[Location identification items]
______
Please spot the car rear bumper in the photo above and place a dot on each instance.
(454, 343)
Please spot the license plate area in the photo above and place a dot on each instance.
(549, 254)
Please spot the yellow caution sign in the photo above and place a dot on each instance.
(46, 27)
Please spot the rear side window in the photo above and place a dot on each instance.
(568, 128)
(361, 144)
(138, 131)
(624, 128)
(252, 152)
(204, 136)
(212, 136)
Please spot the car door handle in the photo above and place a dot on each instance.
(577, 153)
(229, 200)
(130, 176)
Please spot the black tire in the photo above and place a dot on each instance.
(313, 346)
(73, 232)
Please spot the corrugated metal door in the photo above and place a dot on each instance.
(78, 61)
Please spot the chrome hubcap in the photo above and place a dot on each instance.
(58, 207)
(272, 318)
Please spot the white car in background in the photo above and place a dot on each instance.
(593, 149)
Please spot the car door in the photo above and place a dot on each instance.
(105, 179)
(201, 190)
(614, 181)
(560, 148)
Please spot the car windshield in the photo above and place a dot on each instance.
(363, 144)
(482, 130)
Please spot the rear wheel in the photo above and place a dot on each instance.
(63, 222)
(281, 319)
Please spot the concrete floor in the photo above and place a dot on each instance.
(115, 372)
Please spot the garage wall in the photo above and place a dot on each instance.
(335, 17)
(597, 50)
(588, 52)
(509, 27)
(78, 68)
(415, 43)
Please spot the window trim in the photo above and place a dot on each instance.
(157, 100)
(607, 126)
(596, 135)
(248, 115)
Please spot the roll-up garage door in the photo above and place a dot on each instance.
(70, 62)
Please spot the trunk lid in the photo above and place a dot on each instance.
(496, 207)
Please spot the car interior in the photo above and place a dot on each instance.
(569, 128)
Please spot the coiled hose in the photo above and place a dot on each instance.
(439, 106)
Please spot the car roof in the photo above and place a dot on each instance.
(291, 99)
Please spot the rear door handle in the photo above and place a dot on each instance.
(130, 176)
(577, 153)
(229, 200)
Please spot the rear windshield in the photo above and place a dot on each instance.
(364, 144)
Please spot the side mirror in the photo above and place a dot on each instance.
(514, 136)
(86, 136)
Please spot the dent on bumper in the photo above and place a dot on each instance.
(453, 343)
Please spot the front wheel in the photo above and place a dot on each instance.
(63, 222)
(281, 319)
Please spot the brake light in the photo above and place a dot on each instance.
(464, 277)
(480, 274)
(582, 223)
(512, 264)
______
# To be done:
Lay out every line of the material above as a numbered list, skipping any blank lines.

# Solution below:
1. Please spot the car rear bumper in the photo above and place a dot on each instance.
2. (454, 343)
3. Please spot the license plate area in the photo above and place a dot on each instance.
4. (549, 254)
5. Please spot the yellow caution sign in the photo above and place a dot on each instance.
6. (46, 27)
7. Please spot the rear side window in the photo above and place a dot on each instance.
8. (568, 128)
9. (361, 144)
10. (138, 131)
11. (624, 128)
12. (252, 152)
13. (204, 136)
14. (212, 136)
15. Please spot the car door handle in the photo above and place a dot on each instance.
16. (577, 153)
17. (229, 200)
18. (130, 176)
19. Please spot the black tire in the photo above and place a dot on each instance.
20. (313, 346)
21. (73, 232)
22. Please spot the corrugated metal door in the photo above and place a dot on each instance.
23. (78, 61)
24. Please spot the chrome hubcap in the photo above and place a dot on each instance.
25. (58, 207)
26. (272, 318)
27. Please spot the white car in background in the photo above and place a dot on each instance.
28. (593, 149)
29. Please spot the car door in the photo above and place a dot on each instance.
30. (105, 179)
31. (201, 190)
32. (614, 181)
33. (560, 148)
34. Please spot the car windshield in the photo above and place a dot on each instance.
35. (363, 144)
36. (482, 130)
37. Please spot the rear wheel in the photo above and place a dot on each instance.
38. (63, 222)
39. (281, 319)
40. Please spot the concrete floor in the photo above and place a dot on each instance.
41. (115, 372)
42. Please spot the garage wall in the photo above and place a dot on each instance.
43. (335, 17)
44. (597, 50)
45. (588, 52)
46. (509, 27)
47. (78, 68)
48. (415, 43)
49. Please spot the window trim in the photo above and place a dot on each instance.
50. (157, 100)
51. (607, 126)
52. (596, 135)
53. (248, 115)
54. Please spot the roll-up garage door in the photo above and place a dot on each instance.
55. (70, 62)
56. Please spot the trunk lid in the photo above and place a dot on each instance.
57. (496, 207)
58. Please spot the car interior in the photo above and place a dot on each instance.
59. (569, 128)
60. Please spot the coiled hose in the photo above and place a dot on each instance.
61. (439, 106)
62. Please spot the car roof in the photo above and place a dot on each instance.
63. (291, 99)
64. Please spot the rear door handle in the photo above and place a dot on each instance.
65. (130, 176)
66. (577, 153)
67. (229, 200)
68. Please spot the rear windshield in the photo above and place a dot on each instance.
69. (364, 144)
70. Please spot the side mirror in the photo above and place a dot on each instance.
71. (514, 136)
72. (86, 136)
73. Please spot the dent on bumper in the photo above and place a dot on each instance.
74. (453, 343)
75. Please spot the front wheel in the photo above and place a dot on each instance.
76. (63, 222)
77. (281, 319)
78. Please spot the brake light in the photo above and place a dot on each instance.
79. (464, 277)
80. (480, 274)
81. (582, 223)
82. (512, 264)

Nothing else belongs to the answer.